[Что нужно сделать]
Перепишите приведенную ниже выдержку о риторике власти целиком, без каких-либо изменений.

[Выдержка]
* * * * * * *
Анна Потсар: Анализ риторики власти

Повышенная медиаактивность Дмитрия Анатольевича и Владимира Владимировича – это, конечно, чистое искусство ради искусства, ведь декабрьские и мартовские выборы, в сущности, состоялись в сентябре. Несмотря на уверения Медведева, что он пока еще президент, а пролететь на выборах может каждый, политические часы в общественном сознании уже переведены то ли вперед на полгода, то ли назад лет на пять.

Понять, перемещаемся ли мы с опережением графика в новую политическую реальность или возвращаемся к старой, по содержанию избирательной кампании не так просто, а новый политический язык, в котором видит спасение часть политологов, все никак не придумывается. Неудивительно: слова – не рассада, которую по весне сажают в грядки, и новый язык вне нового смысла будет иметь практическую ценность эсперанто.
* * * * * * *
[Исходные данные]

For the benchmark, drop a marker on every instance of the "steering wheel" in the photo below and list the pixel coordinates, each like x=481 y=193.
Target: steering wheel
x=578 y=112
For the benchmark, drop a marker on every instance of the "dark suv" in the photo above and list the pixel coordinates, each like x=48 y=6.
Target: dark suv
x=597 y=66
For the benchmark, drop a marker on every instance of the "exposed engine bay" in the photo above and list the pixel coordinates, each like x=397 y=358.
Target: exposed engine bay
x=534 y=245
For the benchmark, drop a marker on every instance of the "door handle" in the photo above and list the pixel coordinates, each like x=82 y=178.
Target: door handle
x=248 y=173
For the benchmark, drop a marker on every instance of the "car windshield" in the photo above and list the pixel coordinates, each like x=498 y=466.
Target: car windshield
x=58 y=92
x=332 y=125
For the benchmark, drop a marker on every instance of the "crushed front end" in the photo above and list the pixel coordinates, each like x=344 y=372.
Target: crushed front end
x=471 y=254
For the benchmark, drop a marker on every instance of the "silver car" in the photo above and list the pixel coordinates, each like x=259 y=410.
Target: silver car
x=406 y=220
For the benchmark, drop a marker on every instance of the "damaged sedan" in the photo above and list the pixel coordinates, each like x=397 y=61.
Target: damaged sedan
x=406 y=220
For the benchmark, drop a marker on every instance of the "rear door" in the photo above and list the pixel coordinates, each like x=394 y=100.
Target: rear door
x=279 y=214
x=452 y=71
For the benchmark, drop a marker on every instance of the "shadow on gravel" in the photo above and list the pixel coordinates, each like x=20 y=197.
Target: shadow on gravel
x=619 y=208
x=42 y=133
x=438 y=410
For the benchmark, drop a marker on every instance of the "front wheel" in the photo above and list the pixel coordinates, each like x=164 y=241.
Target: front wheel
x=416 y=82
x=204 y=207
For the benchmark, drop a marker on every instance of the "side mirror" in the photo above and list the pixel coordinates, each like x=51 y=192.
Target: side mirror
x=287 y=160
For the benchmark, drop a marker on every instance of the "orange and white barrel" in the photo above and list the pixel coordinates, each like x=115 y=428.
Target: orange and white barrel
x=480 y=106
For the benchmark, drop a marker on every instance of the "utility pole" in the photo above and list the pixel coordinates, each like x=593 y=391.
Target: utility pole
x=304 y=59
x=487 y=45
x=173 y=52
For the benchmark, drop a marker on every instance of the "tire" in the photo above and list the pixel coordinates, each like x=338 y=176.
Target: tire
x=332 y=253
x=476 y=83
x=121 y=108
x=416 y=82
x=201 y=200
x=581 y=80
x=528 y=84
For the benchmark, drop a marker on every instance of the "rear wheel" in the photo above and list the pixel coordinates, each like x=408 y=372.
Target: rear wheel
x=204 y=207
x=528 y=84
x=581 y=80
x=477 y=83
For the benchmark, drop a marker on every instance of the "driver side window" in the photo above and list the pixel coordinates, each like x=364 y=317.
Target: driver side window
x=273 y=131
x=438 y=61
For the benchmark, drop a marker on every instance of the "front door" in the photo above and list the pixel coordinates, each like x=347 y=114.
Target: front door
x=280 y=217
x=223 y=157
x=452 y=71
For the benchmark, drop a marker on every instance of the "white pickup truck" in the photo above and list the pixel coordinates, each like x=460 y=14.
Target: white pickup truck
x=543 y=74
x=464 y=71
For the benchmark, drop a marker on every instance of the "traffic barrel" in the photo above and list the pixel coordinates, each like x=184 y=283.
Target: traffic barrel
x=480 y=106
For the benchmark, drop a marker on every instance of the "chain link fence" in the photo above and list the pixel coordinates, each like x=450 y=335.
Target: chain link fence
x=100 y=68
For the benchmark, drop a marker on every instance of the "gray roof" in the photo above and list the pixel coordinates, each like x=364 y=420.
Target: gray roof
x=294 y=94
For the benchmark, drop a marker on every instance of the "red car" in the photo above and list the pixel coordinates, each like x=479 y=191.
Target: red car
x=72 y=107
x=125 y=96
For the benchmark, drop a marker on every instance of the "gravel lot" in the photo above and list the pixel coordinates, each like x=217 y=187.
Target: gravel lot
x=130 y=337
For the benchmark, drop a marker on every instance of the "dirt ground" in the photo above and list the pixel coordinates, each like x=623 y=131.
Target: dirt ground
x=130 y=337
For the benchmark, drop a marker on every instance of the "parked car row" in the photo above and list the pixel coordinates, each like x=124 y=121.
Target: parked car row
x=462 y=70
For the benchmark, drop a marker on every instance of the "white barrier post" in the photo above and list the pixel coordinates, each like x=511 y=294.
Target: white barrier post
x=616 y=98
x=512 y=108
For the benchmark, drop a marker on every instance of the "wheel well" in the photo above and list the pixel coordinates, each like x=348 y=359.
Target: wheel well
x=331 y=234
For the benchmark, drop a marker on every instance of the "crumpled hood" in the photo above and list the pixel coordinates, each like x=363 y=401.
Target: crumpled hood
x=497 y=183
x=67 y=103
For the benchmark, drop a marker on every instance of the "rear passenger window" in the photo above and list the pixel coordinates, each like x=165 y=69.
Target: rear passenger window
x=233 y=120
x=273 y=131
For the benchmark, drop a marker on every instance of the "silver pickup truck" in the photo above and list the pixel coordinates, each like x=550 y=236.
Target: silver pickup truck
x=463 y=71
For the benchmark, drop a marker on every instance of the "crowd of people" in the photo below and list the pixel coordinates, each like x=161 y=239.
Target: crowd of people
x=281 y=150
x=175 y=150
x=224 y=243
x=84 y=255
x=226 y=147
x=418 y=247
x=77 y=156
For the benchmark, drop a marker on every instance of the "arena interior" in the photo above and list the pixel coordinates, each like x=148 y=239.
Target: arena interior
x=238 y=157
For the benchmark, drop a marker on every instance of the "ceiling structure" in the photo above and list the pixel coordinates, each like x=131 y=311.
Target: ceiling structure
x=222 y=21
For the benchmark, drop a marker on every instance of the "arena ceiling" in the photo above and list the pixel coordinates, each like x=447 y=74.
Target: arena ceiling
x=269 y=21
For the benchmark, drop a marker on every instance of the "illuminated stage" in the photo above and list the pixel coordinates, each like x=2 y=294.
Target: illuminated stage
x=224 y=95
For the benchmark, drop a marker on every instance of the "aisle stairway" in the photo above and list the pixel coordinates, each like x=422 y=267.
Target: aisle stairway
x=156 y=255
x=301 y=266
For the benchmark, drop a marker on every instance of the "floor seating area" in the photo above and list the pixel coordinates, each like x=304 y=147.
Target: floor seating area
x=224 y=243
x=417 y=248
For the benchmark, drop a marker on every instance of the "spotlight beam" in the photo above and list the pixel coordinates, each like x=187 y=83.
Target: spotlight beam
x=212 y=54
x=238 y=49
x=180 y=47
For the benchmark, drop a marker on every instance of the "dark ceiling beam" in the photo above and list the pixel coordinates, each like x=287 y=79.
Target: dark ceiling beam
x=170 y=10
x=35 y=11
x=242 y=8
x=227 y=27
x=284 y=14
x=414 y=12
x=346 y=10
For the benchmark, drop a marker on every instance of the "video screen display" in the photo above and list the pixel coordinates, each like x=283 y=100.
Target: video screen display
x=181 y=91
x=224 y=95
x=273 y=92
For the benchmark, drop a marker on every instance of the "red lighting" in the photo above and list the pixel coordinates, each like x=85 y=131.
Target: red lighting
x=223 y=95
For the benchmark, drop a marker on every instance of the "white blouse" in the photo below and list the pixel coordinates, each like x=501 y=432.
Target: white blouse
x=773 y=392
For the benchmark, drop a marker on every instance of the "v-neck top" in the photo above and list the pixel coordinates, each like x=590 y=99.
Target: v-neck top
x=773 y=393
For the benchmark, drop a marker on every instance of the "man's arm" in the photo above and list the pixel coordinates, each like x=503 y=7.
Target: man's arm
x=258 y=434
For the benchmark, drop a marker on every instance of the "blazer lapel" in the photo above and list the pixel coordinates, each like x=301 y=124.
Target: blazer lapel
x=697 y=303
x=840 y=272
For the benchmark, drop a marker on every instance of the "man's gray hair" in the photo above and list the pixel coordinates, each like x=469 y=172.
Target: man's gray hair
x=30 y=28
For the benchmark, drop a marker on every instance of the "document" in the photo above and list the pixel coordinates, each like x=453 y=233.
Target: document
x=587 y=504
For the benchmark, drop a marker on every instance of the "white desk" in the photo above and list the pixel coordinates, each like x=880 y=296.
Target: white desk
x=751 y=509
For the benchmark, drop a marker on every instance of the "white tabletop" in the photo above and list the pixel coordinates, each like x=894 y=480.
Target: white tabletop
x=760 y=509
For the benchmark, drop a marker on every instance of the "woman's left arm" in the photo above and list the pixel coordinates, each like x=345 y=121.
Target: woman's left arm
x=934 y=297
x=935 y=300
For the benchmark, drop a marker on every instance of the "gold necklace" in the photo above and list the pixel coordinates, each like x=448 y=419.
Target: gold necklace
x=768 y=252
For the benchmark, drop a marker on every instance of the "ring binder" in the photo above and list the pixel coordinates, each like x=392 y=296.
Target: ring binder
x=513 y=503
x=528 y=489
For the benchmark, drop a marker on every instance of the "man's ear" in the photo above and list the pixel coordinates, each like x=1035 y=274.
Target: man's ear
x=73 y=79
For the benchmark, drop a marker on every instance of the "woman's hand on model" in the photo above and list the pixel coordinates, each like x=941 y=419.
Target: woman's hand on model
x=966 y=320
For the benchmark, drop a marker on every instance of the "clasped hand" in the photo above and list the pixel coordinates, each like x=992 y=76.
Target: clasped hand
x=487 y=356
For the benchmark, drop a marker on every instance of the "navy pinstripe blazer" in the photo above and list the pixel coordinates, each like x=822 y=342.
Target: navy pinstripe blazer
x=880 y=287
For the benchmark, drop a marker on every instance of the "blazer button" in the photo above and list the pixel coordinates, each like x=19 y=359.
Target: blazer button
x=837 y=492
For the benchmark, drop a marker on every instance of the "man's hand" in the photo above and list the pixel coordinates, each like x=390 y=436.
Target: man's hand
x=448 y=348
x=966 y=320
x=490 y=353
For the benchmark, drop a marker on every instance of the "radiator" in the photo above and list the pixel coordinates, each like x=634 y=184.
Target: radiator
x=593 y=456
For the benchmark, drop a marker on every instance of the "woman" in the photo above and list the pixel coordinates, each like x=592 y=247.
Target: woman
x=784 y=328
* * * * * * *
[Решение задачи]
Анна Потсар: Анализ риторики власти

Повышенная медиаактивность Дмитрия Анатольевича и Владимира Владимировича – это, конечно, чистое искусство ради искусства, ведь декабрьские и мартовские выборы, в сущности, состоялись в сентябре. Несмотря на уверения Медведева, что он пока еще президент, а пролететь на выборах может каждый, политические часы в общественном сознании уже переведены то ли вперед на полгода, то ли назад лет на пять.

Понять, перемещаемся ли мы с опережением графика в новую политическую реальность или возвращаемся к старой, по содержанию избирательной кампании не так просто, а новый политический язык, в котором видит спасение часть политологов, все никак не придумывается. Неудивительно: слова – не рассада, которую по весне сажают в грядки, и новый язык вне нового смысла будет иметь практическую ценность эсперанто.